Coordinate labeling data
━━━━━━━━

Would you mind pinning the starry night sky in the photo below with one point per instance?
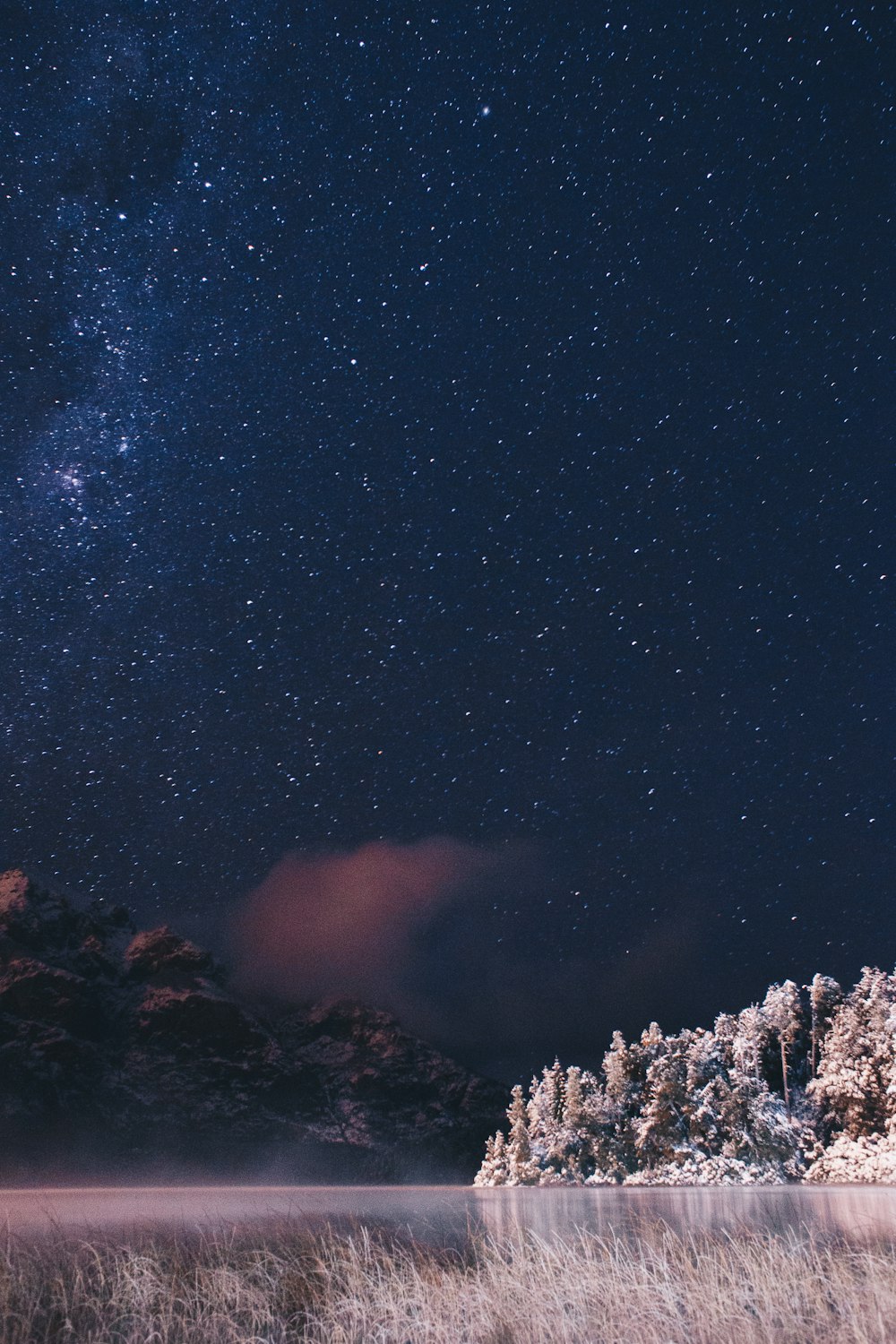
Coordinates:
(460, 419)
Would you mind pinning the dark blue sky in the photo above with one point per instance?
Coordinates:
(458, 419)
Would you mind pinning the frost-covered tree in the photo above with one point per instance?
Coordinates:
(661, 1126)
(734, 1105)
(825, 995)
(782, 1012)
(856, 1072)
(520, 1167)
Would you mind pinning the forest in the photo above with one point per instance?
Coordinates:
(801, 1086)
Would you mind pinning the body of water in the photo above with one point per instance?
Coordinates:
(447, 1212)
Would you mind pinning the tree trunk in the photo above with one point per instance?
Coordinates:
(783, 1069)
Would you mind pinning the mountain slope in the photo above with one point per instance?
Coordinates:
(125, 1051)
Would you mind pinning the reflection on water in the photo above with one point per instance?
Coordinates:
(447, 1212)
(849, 1211)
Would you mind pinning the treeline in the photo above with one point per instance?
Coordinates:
(801, 1086)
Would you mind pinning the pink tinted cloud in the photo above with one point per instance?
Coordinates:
(343, 924)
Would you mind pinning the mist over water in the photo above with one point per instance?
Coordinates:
(449, 1214)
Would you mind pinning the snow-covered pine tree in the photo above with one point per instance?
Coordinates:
(661, 1128)
(782, 1012)
(825, 995)
(493, 1169)
(857, 1062)
(520, 1167)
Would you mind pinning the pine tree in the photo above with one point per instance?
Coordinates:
(856, 1070)
(782, 1011)
(825, 995)
(519, 1150)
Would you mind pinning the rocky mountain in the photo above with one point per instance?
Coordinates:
(126, 1053)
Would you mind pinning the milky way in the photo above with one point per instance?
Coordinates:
(457, 419)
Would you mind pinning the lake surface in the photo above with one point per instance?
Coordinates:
(447, 1212)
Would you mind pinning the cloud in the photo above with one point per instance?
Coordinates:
(349, 924)
(462, 943)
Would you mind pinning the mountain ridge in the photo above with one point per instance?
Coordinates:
(129, 1051)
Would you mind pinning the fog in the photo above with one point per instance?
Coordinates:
(447, 1214)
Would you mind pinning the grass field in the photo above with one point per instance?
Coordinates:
(366, 1288)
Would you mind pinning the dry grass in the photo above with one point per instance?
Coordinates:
(363, 1288)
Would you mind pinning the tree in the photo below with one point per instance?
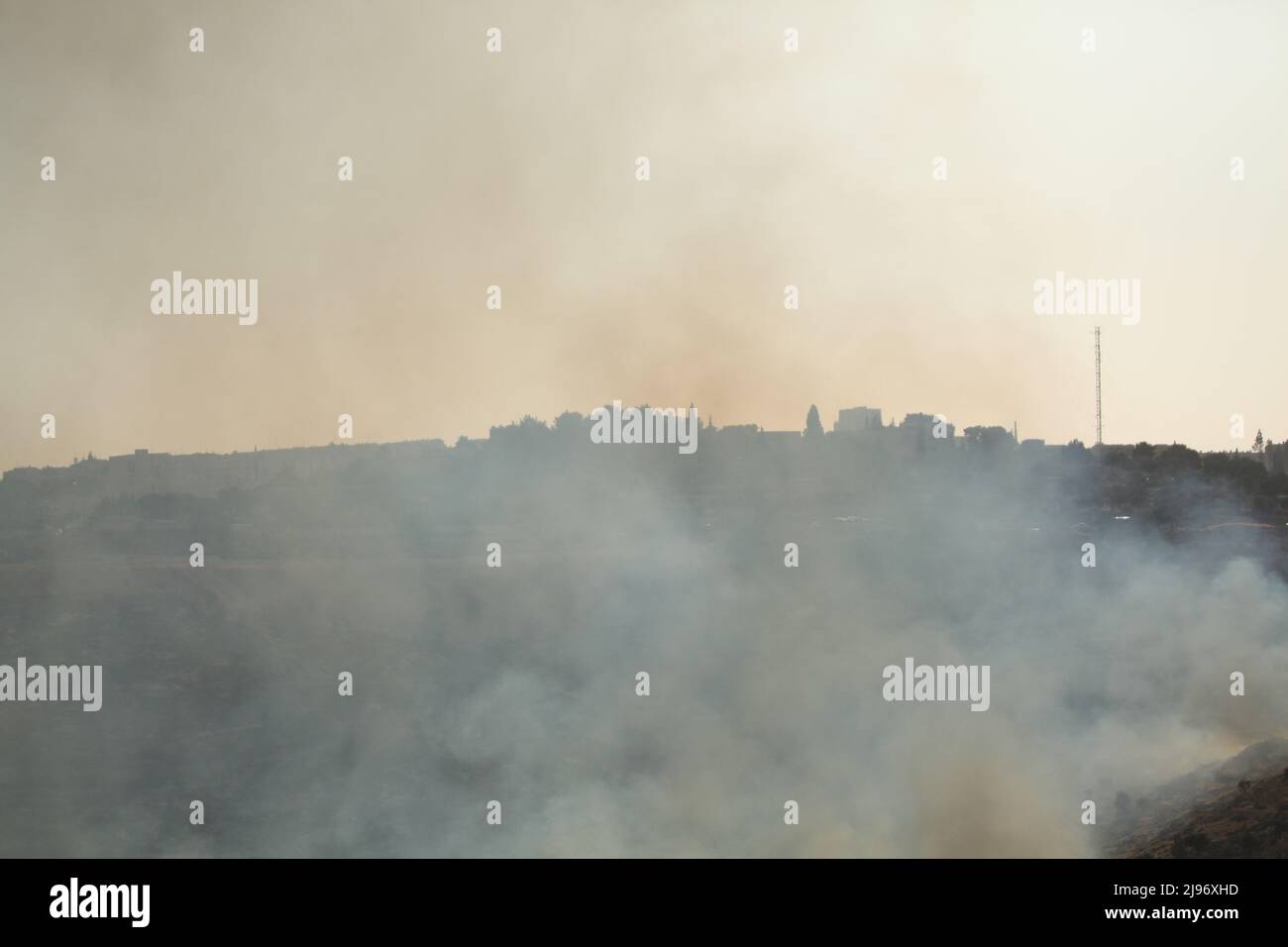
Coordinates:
(812, 425)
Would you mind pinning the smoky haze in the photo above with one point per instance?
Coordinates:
(518, 684)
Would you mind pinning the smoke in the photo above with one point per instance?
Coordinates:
(518, 684)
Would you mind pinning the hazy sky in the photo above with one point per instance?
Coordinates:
(518, 169)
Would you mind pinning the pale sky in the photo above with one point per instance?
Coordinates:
(518, 169)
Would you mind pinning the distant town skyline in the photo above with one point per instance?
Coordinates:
(894, 213)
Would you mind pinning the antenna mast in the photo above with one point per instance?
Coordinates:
(1098, 388)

━━━━━━━━

--- Objective ---
Please copy out every line of the material above verbatim, leaving the pictures out of your answer.

--- Task solution ---
Would you mind pinning the starry night sky in the photo below with one point per instance?
Coordinates:
(460, 419)
Would you mind pinning the dark blue sky in the photo above with one point per instance?
Coordinates:
(458, 419)
Would you mind pinning the frost-covered tree in the photo above with one point per instance?
Coordinates:
(661, 1126)
(734, 1105)
(825, 995)
(782, 1012)
(856, 1072)
(520, 1167)
Would you mind pinning the forest in the photo above with one point per instance?
Coordinates:
(801, 1086)
Would you mind pinning the body of water in the photo above with one point per instance?
Coordinates:
(447, 1212)
Would you mind pinning the tree trunk in the photo above with one point per instance?
Coordinates:
(783, 1069)
Would you mind pinning the mountain slope in the photo above with one point per instance?
Coordinates:
(125, 1051)
Would you mind pinning the reflection on water in the photo above with one point per instance?
Coordinates:
(447, 1212)
(849, 1211)
Would you mind pinning the treeline in the photo above with one point per instance?
Coordinates:
(801, 1086)
Would you mind pinning the pink tinted cloud in the photo above with one point per instance?
Coordinates:
(343, 924)
Would you mind pinning the mist over water in the photo above with one point per instance?
Coordinates:
(449, 1214)
Would you mind pinning the snow-covered pine tree in the photo above with one point per instance?
Coordinates:
(661, 1128)
(782, 1012)
(825, 995)
(493, 1169)
(857, 1062)
(520, 1167)
Would you mind pinning the pine tree in the photo above with one point per instance?
Coordinates:
(856, 1070)
(782, 1011)
(825, 995)
(519, 1150)
Would you mind pinning the rocky mountain in the photo above with one point per instance?
Coordinates:
(126, 1053)
Would you mind pinning the milky way in the photo above with one point per instance?
Coordinates:
(457, 419)
Would you mind pinning the lake surface in the photo above with one point per instance?
Coordinates:
(447, 1212)
Would you mind pinning the cloud in the photo above with one point per instance?
Coordinates:
(349, 924)
(462, 943)
Would you mind pinning the mountain ridge in the photo above with one point per instance?
Coordinates:
(129, 1051)
Would you mind pinning the fog in the photo above with one point per instance?
Coordinates:
(447, 1214)
Would you mind pinning the grass field in the photo above with one point per instance?
Coordinates:
(366, 1288)
Would you mind pinning the dry grass in the photo above with one point per instance?
Coordinates:
(363, 1288)
Would you mind pinning the tree in the photo below with one point per instance?
Coordinates:
(812, 425)
Would you mind pinning the smoky haze in the photo above with one point per instance?
Coordinates:
(518, 684)
Would you mind pinning the smoke in the photo above with one point per instance?
Coordinates:
(518, 684)
Would you mind pinning the hazy sky in the photo above with one point per instance?
Coordinates:
(518, 169)
Would you mind pinning the pale sky in the photo above with one point per instance?
Coordinates:
(518, 169)
Would you mind pinning the distant town skyline in the photo above with one point per instance?
Coordinates:
(894, 213)
Would you mind pinning the antenna mast in the photo above with one point per instance?
Coordinates:
(1098, 388)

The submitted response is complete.